■ Problem details
Reproduce the entries below exactly, but leave the pictures out.

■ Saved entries
- - - -

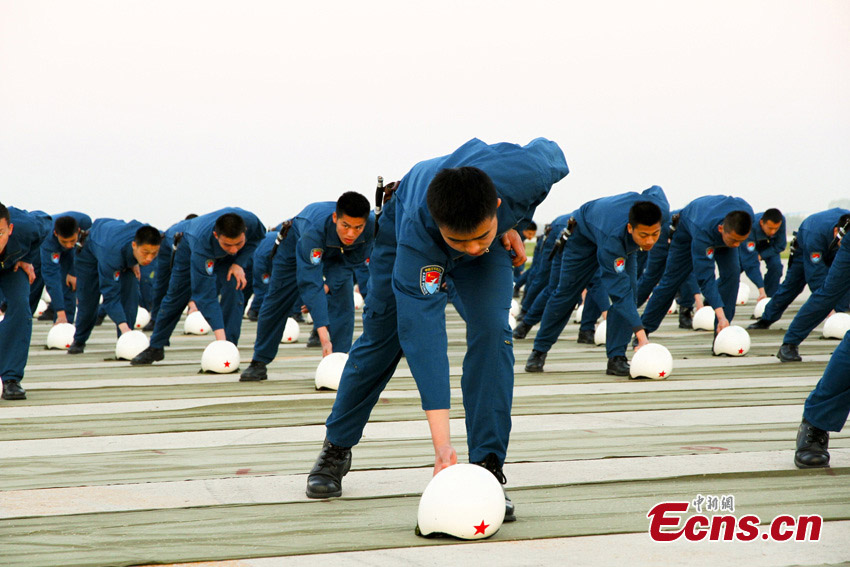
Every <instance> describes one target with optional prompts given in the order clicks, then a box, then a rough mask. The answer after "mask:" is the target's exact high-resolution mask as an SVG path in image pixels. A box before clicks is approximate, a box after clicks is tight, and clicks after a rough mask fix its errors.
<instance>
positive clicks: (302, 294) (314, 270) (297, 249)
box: [295, 231, 330, 328]
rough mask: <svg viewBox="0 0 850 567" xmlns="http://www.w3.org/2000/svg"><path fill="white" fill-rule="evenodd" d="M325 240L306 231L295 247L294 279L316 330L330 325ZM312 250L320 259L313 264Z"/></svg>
mask: <svg viewBox="0 0 850 567" xmlns="http://www.w3.org/2000/svg"><path fill="white" fill-rule="evenodd" d="M324 249H325V239H324V236H323V235H319V234H318V233H315V232H314V231H306V232H305V233H304V234H302V235H301V237H300V238H299V239H298V244H296V245H295V265H296V272H295V274H296V275H295V277H296V281H297V282H298V291H299V292H301V299H302V300H303V301H304V304H305V305H306V306H307V309H309V310H310V316H311V317H312V318H313V325H314V326H315V327H316V328H319V327H327V326H328V325H330V317H329V316H328V298H327V297H325V283H324V280H323V279H322V274H323V271H324V266H323V264H324ZM313 250H321V255H322V259H321V260H320V261H319V262H317V263H315V264H314V263H313Z"/></svg>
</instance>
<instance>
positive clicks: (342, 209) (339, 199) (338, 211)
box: [336, 191, 369, 219]
mask: <svg viewBox="0 0 850 567" xmlns="http://www.w3.org/2000/svg"><path fill="white" fill-rule="evenodd" d="M342 215H345V216H347V217H352V218H355V219H365V218H366V217H368V216H369V199H367V198H366V197H364V196H363V195H361V194H360V193H357V192H355V191H346V192H345V193H343V194H342V195H340V196H339V199H337V200H336V216H337V217H340V216H342Z"/></svg>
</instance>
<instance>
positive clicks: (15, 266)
mask: <svg viewBox="0 0 850 567" xmlns="http://www.w3.org/2000/svg"><path fill="white" fill-rule="evenodd" d="M18 268H20V269H22V270H23V271H24V272H26V274H27V278H28V279H29V281H30V284H32V282H34V281H35V268H33V267H32V264H28V263H27V262H24V261H23V260H18V261H17V262H15V267H14V268H13V269H12V271H13V272H17V271H18Z"/></svg>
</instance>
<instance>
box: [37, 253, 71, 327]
mask: <svg viewBox="0 0 850 567" xmlns="http://www.w3.org/2000/svg"><path fill="white" fill-rule="evenodd" d="M72 254H73V252H72ZM41 277H42V279H44V287H46V288H47V293H49V294H50V304H51V305H52V307H53V310H54V311H64V310H65V298H64V295H65V294H64V293H63V289H62V287H63V285H64V283H65V282H63V281H62V270H61V268H60V267H59V264H58V263H53V251H52V250H50V249H49V248H48V247H47V246H44V245H43V244H42V246H41Z"/></svg>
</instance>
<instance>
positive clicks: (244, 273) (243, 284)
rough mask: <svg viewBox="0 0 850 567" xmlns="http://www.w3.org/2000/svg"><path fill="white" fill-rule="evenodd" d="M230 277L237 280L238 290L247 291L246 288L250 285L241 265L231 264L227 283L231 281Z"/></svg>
mask: <svg viewBox="0 0 850 567" xmlns="http://www.w3.org/2000/svg"><path fill="white" fill-rule="evenodd" d="M230 276H233V277H234V278H236V289H245V286H246V285H248V280H247V279H246V278H245V270H243V269H242V266H240V265H239V264H230V268H228V270H227V281H230Z"/></svg>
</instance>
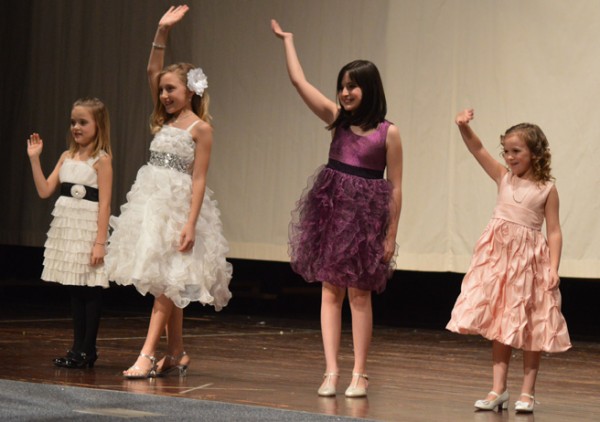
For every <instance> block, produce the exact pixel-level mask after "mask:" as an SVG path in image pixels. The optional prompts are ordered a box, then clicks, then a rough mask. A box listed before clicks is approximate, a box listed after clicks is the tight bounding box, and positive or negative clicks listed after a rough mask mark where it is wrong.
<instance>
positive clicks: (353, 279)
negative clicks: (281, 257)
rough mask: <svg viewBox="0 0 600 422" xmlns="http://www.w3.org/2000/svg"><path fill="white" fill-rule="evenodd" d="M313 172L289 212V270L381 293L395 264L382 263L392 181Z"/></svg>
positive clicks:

- - - -

■ Your response
Every <instance> describes one target with optional prompts given in the order clicks, then a box, then a rough mask. The answer after "mask:" is the target's exact high-resolution mask as an SVG path in image pixels. A box before clicks is approximate, a box after clicks is tight, and clicks after a rough mask fix its errors.
<instance>
positive clicks: (302, 294) (314, 270) (297, 249)
box: [295, 231, 330, 328]
rough mask: <svg viewBox="0 0 850 567" xmlns="http://www.w3.org/2000/svg"><path fill="white" fill-rule="evenodd" d="M325 240L306 231L295 247L294 279L316 330L330 325ZM312 250L320 259L313 264Z"/></svg>
mask: <svg viewBox="0 0 850 567" xmlns="http://www.w3.org/2000/svg"><path fill="white" fill-rule="evenodd" d="M324 249H325V239H324V236H323V235H319V234H318V233H315V232H314V231H306V232H305V233H304V234H302V235H301V237H300V238H299V239H298V244H296V245H295V265H296V272H295V274H296V275H295V277H296V281H297V282H298V291H299V292H301V299H302V300H303V301H304V304H305V305H306V306H307V309H309V310H310V316H311V317H312V318H313V325H314V326H315V327H316V328H319V327H327V326H328V325H330V317H329V316H328V298H327V297H325V283H324V280H323V279H322V274H323V271H324V266H323V264H324ZM313 250H321V255H322V259H321V260H320V261H319V262H317V263H315V264H314V263H313Z"/></svg>
</instance>
<instance>
positive clicks: (342, 209) (339, 199) (338, 211)
box: [336, 191, 369, 219]
mask: <svg viewBox="0 0 850 567" xmlns="http://www.w3.org/2000/svg"><path fill="white" fill-rule="evenodd" d="M342 215H345V216H347V217H352V218H355V219H365V218H366V217H368V216H369V199H367V198H366V197H364V196H363V195H361V194H360V193H357V192H355V191H346V192H345V193H343V194H342V195H340V196H339V199H337V200H336V216H337V217H340V216H342Z"/></svg>
</instance>
<instance>
positive clicks: (15, 266)
mask: <svg viewBox="0 0 850 567" xmlns="http://www.w3.org/2000/svg"><path fill="white" fill-rule="evenodd" d="M18 268H20V269H22V270H23V271H24V272H26V274H27V278H28V279H29V281H30V284H32V282H34V281H35V268H33V267H32V264H28V263H27V262H24V261H23V260H18V261H17V262H15V267H14V268H13V269H12V271H13V272H17V271H18Z"/></svg>
</instance>
<instance>
box: [37, 253, 71, 327]
mask: <svg viewBox="0 0 850 567" xmlns="http://www.w3.org/2000/svg"><path fill="white" fill-rule="evenodd" d="M72 254H73V252H72ZM41 277H42V279H44V287H46V288H47V293H49V294H50V304H51V305H52V307H53V310H54V311H64V310H65V298H64V295H65V294H64V293H63V289H62V287H63V285H64V283H65V282H63V281H62V270H61V268H60V267H59V264H58V263H53V251H52V250H50V249H49V248H48V247H47V246H44V245H43V244H42V246H41Z"/></svg>
</instance>
<instance>
positive clicks: (244, 273) (243, 284)
rough mask: <svg viewBox="0 0 850 567" xmlns="http://www.w3.org/2000/svg"><path fill="white" fill-rule="evenodd" d="M230 277L237 280L238 290L247 291L246 288L250 285L241 265L231 264L227 283L231 281Z"/></svg>
mask: <svg viewBox="0 0 850 567" xmlns="http://www.w3.org/2000/svg"><path fill="white" fill-rule="evenodd" d="M230 276H233V277H234V278H236V289H245V286H246V285H248V280H247V279H246V278H245V270H243V269H242V266H240V265H239V264H230V268H228V270H227V281H230Z"/></svg>
</instance>
For every <instance> block, produce the exact pixel-level mask after "mask:" as an SVG path in image pixels. The optional prompts are ordered a box, then clicks, then a rough mask. A box listed before clicks is approximate, a box listed after clicks is the tight bounding box, and positive or negative clicks listed after a rough mask mark where it is wrong.
<instance>
positive clicks: (353, 279)
negative clicks: (281, 257)
rough mask: <svg viewBox="0 0 600 422" xmlns="http://www.w3.org/2000/svg"><path fill="white" fill-rule="evenodd" d="M313 172L289 212V270L381 293L395 264L382 263L392 181Z"/></svg>
positive clicks:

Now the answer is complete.